**Source:**
- Developer: The Collective
- Publisher: Simon & Schuster
- Engine: Unreal Engine 1
- Platforms: Microsoft Windows, Mac OS
- Release: WindowsNA: November 13, 2000; EU: November 17, 2000; MacWW: August 1, 2001;
- Genre: Third-person shooter
- Mode: Single-player

= Star Trek: Deep Space Nine: The Fallen =

2000 video game

Star Trek: Deep Space Nine: The Fallen is a 2000 third-person shooter video game developed by The Collective and published by Simon & Schuster. The game is loosely based on a trilogy of novels by Judith and Garfield Reeves-Stevens called Millennium: The Fall of Terok Nor, The War of the Prophets and Inferno. The setting is the Deep Space Nine space station featured in the American science fiction television series Star Trek: Deep Space Nine.

== Gameplay ==

Worf fights a Jem'Hadar soldier with an energy weapon

The player can choose to play through the entire game as either Captain Benjamin Sisko, Major Kira Nerys or Lt. Commander Worf. The game does not repeat levels, however; different characters must complete different levels. As such, depending on which character the player chooses, the game is very different, and the entire story is only revealed when the player completes the game as all three characters.

A major factor in the gameplay is the tricorder, which can be used to scan for nearby lifesigns, hidden ammo and energy signals. The tricorder is also used in combat when fighting enemies with personal shields. The tricorder must be used to scan the shield frequency, at which point the phaser is automatically adjusted to that frequency, allowing the player to damage the enemy. Another classic Star Trek device which is included in the game is the comm badge, which allows the player to contact NPCs for clues on what to do next and gameplay hints.

**Information provided:**
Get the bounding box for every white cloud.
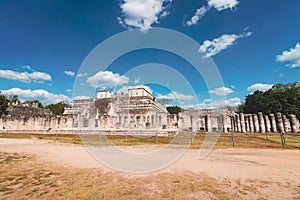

**Aim of the task:** Quote the passage from the Star Trek: Deep Space Nine: The Fallen article that starts with "Star Trek: Deep Space Nine: The Fallen is" and goes on through "Deep Space Nine.".

**Task answer:**
Star Trek: Deep Space Nine: The Fallen is a 2000 third-person shooter video game developed by The Collective and published by Simon & Schuster. The game is loosely based on a trilogy of novels by Judith and Garfield Reeves-Stevens called Millennium: The Fall of Terok Nor, The War of the Prophets and Inferno. The setting is the Deep Space Nine space station featured in the American science fiction television series Star Trek: Deep Space Nine.